Rewrite the rows starting at the line that contains "leaf, written as integer pixel values." and ending at the line that contains "(1180, 306)", replacing "green leaf" with "tree leaf" and leaving everything else unchanged.

___ INFORMATION GIVEN

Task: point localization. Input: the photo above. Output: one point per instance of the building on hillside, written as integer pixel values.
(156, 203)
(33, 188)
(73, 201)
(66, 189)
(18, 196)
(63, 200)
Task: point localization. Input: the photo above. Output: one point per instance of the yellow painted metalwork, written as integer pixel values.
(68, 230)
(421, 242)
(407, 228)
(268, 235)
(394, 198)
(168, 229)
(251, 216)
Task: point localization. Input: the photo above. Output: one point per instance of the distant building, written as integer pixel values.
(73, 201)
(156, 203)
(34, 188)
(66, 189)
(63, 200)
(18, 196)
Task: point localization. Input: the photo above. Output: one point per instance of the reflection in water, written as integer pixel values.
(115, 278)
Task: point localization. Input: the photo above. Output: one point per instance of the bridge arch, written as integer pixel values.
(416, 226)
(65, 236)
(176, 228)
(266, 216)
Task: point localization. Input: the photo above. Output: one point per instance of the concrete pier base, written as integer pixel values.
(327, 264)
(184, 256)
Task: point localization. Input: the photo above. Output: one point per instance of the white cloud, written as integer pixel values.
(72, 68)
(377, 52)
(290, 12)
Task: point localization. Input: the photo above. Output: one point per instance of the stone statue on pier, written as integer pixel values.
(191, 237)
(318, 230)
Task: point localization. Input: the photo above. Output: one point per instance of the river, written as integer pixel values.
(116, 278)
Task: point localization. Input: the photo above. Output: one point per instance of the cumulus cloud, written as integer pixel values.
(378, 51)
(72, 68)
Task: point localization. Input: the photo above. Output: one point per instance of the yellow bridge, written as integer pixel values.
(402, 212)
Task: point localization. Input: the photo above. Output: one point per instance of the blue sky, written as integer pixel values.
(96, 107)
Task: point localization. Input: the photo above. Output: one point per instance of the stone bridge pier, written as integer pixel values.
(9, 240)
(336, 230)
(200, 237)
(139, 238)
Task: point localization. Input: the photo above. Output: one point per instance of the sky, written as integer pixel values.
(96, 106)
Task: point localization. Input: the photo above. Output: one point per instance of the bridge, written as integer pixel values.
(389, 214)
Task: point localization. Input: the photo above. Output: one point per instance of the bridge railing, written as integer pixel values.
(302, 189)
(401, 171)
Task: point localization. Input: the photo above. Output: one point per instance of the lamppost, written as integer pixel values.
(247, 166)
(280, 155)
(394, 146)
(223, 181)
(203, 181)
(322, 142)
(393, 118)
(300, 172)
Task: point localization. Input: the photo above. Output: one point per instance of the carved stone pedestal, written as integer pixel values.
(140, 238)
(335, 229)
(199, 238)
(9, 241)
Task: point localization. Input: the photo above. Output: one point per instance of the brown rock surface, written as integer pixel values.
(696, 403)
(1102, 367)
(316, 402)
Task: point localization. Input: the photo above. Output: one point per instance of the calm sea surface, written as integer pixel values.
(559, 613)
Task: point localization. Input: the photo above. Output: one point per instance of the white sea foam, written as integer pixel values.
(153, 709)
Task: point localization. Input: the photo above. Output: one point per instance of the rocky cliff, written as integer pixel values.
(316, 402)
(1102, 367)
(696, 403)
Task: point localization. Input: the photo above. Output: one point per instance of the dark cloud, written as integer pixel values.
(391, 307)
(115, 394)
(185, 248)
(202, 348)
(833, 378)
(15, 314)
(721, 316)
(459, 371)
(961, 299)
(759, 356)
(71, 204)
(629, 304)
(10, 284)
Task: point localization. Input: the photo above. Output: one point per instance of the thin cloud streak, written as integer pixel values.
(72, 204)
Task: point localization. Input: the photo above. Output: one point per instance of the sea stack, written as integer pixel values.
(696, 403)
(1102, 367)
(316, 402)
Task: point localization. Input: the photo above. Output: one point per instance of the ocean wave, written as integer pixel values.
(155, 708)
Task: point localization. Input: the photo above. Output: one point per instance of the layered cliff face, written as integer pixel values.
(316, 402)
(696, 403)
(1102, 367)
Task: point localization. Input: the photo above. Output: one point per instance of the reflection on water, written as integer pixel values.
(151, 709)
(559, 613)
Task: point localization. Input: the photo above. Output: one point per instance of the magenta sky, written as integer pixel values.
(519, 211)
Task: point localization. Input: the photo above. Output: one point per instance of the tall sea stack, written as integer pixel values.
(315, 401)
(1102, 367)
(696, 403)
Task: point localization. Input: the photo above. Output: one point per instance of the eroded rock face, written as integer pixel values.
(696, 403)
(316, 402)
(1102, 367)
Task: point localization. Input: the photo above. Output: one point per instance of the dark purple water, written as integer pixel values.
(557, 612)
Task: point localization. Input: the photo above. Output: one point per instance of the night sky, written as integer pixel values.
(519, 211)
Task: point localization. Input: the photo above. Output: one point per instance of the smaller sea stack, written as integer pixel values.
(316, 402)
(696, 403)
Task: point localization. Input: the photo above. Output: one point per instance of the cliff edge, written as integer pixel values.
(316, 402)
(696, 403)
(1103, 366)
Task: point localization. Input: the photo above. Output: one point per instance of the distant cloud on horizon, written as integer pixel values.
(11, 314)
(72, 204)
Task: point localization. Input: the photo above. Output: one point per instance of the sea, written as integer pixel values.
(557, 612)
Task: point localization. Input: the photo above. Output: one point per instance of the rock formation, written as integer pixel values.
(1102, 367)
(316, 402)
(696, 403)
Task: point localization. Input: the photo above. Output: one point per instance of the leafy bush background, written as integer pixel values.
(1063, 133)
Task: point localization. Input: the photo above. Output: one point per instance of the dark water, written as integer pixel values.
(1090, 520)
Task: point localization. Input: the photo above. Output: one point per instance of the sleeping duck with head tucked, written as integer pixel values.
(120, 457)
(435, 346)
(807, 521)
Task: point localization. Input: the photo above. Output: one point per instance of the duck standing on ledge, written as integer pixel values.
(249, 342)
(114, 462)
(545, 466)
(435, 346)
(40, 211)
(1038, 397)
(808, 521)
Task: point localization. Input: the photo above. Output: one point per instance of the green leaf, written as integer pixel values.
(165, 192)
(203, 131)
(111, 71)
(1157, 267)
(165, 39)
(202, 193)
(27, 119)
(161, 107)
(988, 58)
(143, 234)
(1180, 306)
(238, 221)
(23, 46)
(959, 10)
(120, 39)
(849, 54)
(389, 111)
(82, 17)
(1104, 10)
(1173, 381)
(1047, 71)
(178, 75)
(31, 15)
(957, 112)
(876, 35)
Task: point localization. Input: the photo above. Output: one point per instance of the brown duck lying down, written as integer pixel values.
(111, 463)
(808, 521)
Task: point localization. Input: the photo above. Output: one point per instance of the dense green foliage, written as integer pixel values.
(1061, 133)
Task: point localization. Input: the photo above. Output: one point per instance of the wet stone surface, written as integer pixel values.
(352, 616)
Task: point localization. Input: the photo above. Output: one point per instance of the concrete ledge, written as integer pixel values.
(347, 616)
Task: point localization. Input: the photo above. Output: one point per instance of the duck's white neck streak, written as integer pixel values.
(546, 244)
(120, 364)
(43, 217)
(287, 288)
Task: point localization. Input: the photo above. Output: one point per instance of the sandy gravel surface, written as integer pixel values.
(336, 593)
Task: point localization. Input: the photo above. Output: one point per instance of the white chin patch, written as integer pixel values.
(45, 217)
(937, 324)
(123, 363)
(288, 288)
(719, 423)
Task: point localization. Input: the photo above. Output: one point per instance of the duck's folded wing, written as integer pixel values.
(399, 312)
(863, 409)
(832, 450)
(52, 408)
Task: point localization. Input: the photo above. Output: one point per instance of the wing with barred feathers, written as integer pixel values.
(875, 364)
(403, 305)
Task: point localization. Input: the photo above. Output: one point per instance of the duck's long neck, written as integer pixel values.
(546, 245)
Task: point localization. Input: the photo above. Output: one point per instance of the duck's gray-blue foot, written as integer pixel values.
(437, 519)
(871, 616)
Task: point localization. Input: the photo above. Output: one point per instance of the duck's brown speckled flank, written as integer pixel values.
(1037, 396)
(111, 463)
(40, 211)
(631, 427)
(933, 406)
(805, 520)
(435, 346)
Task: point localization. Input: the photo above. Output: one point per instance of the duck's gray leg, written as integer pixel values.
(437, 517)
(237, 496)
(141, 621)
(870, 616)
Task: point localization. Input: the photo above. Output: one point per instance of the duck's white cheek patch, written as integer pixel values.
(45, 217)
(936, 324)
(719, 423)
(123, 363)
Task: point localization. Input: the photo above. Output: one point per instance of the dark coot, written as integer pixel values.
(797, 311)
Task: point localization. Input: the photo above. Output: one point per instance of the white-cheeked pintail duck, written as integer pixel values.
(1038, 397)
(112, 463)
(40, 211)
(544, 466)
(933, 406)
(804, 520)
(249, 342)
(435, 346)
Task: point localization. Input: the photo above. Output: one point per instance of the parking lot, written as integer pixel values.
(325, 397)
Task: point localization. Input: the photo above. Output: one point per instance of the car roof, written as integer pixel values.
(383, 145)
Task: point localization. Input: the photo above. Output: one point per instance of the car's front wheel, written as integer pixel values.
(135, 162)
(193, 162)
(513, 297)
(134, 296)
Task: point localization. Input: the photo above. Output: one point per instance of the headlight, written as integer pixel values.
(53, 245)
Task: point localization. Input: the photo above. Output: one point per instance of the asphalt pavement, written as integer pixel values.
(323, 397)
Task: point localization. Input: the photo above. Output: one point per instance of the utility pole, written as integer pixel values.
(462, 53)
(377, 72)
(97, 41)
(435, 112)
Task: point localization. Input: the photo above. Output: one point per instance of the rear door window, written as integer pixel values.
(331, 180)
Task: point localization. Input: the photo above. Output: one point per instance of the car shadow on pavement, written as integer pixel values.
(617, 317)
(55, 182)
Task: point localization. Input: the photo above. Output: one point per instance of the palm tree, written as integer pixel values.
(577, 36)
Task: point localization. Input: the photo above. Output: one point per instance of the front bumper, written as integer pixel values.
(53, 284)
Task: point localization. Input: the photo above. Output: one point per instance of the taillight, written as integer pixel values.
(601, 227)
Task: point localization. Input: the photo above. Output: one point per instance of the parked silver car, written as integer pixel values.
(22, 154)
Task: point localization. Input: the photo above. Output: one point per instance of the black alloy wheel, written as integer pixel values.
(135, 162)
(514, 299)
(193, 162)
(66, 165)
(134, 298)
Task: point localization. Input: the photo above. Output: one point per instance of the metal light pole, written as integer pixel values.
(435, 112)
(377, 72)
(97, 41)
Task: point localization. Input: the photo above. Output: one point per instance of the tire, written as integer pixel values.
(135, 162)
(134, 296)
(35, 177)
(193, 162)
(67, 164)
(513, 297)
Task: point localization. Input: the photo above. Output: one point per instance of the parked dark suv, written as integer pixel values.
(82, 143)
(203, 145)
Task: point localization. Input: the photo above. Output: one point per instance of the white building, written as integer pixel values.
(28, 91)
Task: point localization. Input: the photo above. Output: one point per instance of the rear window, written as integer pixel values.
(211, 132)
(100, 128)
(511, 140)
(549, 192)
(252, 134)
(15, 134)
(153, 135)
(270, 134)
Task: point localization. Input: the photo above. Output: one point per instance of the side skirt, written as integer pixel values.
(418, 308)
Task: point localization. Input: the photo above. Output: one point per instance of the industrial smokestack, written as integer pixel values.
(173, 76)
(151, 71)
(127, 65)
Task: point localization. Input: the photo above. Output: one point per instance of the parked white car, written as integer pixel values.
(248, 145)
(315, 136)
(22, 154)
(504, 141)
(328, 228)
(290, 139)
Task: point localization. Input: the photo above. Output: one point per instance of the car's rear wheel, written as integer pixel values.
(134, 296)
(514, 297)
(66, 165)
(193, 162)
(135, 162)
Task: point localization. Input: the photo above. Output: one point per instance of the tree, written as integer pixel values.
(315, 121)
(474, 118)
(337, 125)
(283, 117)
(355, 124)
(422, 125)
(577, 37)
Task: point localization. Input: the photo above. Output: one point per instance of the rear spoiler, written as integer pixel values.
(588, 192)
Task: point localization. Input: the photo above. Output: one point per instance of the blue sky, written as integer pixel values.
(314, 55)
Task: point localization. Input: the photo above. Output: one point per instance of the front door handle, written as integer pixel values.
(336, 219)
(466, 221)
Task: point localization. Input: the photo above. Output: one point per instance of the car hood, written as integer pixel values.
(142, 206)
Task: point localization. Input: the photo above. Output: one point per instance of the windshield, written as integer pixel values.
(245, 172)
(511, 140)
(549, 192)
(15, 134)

______

▸ **EXERCISE RESPONSE**
Task: point localization. Input: the photo above. Output: one point per instance of the tree leaf, written as integer pixel values.
(165, 192)
(203, 131)
(111, 71)
(1157, 267)
(165, 39)
(202, 193)
(27, 119)
(161, 107)
(988, 58)
(143, 234)
(1180, 306)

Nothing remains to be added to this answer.